Pick out every line in the listing below that contains the word 'single' and copy each one.

:: Data rows ::

— BEGIN —

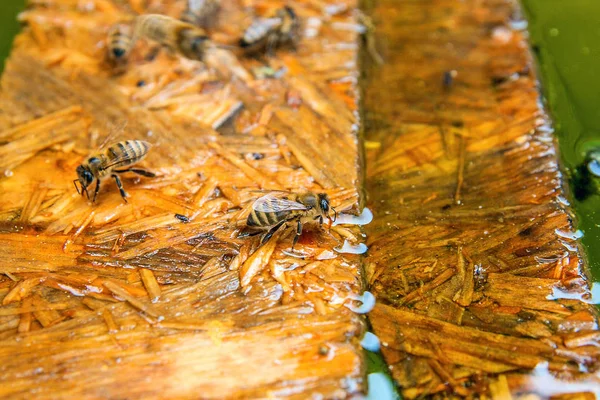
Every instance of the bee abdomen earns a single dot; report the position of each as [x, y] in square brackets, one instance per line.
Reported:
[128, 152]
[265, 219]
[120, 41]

— END —
— BEGIN —

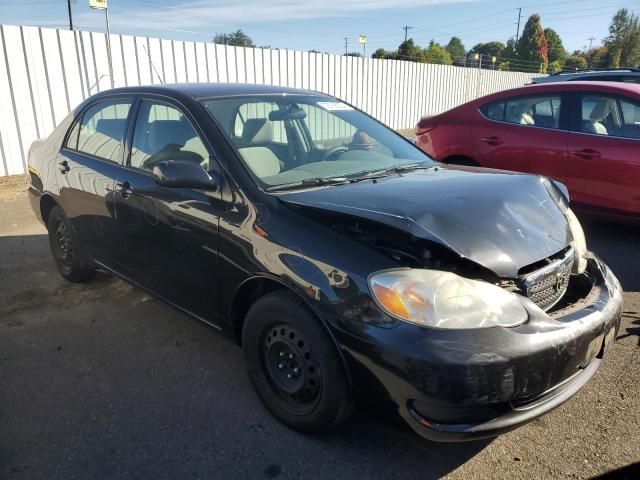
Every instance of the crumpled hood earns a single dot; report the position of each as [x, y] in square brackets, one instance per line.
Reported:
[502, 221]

— END —
— BEGIN —

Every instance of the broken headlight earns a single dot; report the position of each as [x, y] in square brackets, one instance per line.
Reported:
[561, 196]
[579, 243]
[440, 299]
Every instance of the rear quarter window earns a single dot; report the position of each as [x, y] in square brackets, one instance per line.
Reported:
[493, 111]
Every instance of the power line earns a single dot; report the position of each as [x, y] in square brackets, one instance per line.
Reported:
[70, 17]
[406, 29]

— END —

:: Solution ::
Every instance of the bee abdomen earns a single dot; report the position of each as [x, y] in square brackets, one instance per line.
Every instance of the crumpled hood earns a single dot; report the position of each as [x, y] in square brackets, one instance per line.
Every instance of the broken headlight earns a single dot; report the position of each as [x, y] in square brackets, one instance per line.
Every instance of the rear quarter window earns a single dot; report the position of each as [x, y] in square brackets, one instance per line.
Every instance of the power line earns a single dot; report the position of each as [x, y] in square brackets, one instance per line.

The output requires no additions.